▸ **Objective A**
Pull out every line in the records that contains the word "roof", copying each one in full. Matches must have the same capitalization.

▸ **Source document**
# Abu Dhabi: maid agency recs



## Jumeirah Jim

I realise how dead things are here but in the vain hope someone reads, knows an replies:

Lived in Dubai until 3 years ago. There were seemingly endless, excellent, good value hourly agency maids who would work all over town. 3-4 hours once or twice a week. 

when I first moved here Corniche/khalidiyah I used an agency. I think exiles or 80 maids rings bells. Within 3 mths the rate rocked from AED 35/hr to AED 50. I was very happy at the the service but not the price hikes so terminated them and got a "non-halal" (ie moonlighting) maid used by mates. She's not good and boy reliable so I'm looking for a replacement. 

Ideally I want an agency. A reliable one that covers my area of town (a lot are off island only I hear). Happy to pay up to around AED 45/hr. 

Recommendations ANYONE please......


----------



## norampin

Search on facebook for a group called uae house maids


----------



## busybee2

Jumeirah Jim said:


> I realise how dead things are here but in the vain hope someone reads, knows an replies:
> 
> Lived in Dubai until 3 years ago. There were seemingly endless, excellent, good value hourly agency maids who would work all over town. 3-4 hours once or twice a week.
> 
> when I first moved here Corniche/khalidiyah I used an agency. I think exiles or 80 maids rings bells. Within 3 mths the rate rocked from AED 35/hr to AED 50. I was very happy at the the service but not the price hikes so terminated them and got a "non-halal" (ie moonlighting) maid used by mates. She's not good and boy reliable so I'm looking for a replacement.

▸ **Objective B**
Continue the forum thread on maid agencies in Abu Dhabi, starting right after its last line.

▸ **Available data**
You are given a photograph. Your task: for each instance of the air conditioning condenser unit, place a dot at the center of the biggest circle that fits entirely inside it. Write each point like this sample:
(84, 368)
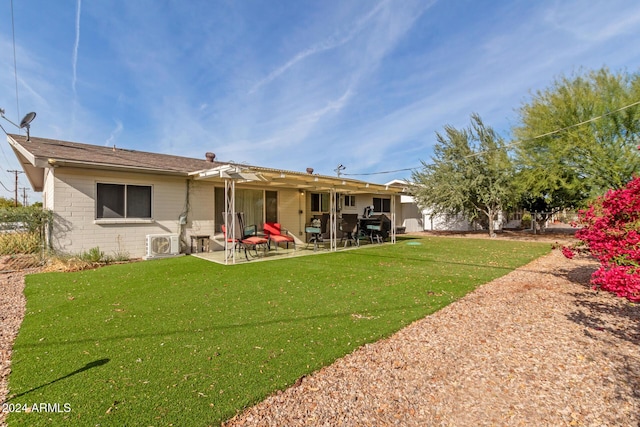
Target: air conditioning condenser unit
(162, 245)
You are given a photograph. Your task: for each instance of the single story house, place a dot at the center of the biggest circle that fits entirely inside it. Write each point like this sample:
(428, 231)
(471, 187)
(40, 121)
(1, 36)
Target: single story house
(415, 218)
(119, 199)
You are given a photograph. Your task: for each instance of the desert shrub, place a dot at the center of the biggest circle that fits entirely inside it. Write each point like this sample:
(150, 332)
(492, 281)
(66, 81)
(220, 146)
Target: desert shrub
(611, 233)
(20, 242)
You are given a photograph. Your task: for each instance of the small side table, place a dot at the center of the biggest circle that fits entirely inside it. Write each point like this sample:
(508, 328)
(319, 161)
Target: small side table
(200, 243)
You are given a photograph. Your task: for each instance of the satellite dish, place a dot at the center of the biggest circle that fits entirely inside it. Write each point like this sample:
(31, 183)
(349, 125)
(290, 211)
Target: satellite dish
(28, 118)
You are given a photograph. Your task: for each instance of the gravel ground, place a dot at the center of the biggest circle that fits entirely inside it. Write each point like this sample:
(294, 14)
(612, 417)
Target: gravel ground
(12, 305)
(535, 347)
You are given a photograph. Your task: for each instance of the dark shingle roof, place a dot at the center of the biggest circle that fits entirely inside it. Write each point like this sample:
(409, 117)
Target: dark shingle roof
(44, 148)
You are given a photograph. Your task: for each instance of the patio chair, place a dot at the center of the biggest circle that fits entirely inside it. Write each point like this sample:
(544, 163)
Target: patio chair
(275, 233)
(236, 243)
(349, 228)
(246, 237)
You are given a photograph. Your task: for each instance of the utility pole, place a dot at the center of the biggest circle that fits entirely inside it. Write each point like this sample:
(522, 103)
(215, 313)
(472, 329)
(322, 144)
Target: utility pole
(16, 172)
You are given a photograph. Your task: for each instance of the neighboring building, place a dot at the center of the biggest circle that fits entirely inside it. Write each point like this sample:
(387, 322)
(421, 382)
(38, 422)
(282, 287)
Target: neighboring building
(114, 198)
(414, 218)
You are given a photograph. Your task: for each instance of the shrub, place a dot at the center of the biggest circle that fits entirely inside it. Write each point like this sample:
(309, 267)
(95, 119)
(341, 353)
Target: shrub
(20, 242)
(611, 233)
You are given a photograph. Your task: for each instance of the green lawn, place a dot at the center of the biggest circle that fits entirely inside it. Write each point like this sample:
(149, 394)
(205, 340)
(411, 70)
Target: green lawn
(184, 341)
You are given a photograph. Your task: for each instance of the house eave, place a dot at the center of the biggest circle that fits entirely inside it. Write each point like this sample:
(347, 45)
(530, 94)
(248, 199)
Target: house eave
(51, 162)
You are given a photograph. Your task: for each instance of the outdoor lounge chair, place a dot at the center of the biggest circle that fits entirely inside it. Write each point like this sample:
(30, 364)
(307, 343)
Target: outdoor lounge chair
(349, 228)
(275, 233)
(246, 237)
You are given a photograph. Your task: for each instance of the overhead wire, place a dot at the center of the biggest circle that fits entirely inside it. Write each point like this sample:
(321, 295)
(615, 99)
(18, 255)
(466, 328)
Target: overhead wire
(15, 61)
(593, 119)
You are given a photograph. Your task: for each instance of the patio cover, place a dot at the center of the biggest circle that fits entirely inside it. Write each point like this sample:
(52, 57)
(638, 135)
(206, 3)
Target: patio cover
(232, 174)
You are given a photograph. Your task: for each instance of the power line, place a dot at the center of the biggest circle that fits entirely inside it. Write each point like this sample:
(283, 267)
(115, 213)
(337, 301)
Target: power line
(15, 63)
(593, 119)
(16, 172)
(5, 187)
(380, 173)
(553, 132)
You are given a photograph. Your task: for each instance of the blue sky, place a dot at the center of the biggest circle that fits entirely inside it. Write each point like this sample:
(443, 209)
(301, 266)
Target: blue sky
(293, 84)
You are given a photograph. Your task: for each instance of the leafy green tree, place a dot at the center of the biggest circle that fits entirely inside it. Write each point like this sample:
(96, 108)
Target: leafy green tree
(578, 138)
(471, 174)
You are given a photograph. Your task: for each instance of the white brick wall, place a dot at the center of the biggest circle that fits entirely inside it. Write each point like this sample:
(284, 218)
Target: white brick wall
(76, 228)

▸ **Right answer A**
You are given a photograph. Your task: for each instance of the dark shingle roof, place a dot at the center of the biggest circle that fits entirely inside it. Write each point like this sample:
Target: dark shingle roof

▸ **Right answer B**
> 
> Ideally I want an agency. A reliable one that covers my area of town (a lot are off island only I hear). Happy to pay up to around AED 45/hr.
> 
> Recommendations ANYONE please......


you do realise that by using someone elses maid you could end up in big trouble, its a 100k fine, for both the person who is the sponsor and also the one using the maid, the maid will be thrown in jail, and the others will loose their passports whilst it goes to court, and its not a quick procedure. all for saving a few aeds. exiles, delight, odd jobs lots available they are all good and bad.


----------



## Andy17

we have just had a card left for us from exiles maid service, Exiles Maid Service, Abu Dhabi why not see if they meet your budget


----------



## rsinner

Delight cleaning services
ABu DHabi maids http://abudhabimaids.ae/
Altima Cleaning


----------



## Jumeirah Jim

thanks all

BB I know all that. I make my own mind up thanks. Ditch the moral crusade against those of us with sand behind our ears FFS! Your posts here and elsewhere are useful but we don't need to be preached to, thanks all the same...


----------



## busybee2

Jumeirah Jim said:


> thanks all
> 
> BB I know all that. I make my own mind up thanks. Ditch the moral crusade against those of us with sand behind our ears FFS! Your posts here and elsewhere are useful but we don't need to be preached to, thanks all the same...


you may know it, but you will find that 99% others do not know it, and how do they find out, by asking questions and getting answers so there is no need to be rude! i couldnt care less if you do something illegal and get into trouble, have seen many things over my many years here, so do what you like, just doesnt mean the rest of us think the same!!!!! so shut your eyes then if you dont like something you read.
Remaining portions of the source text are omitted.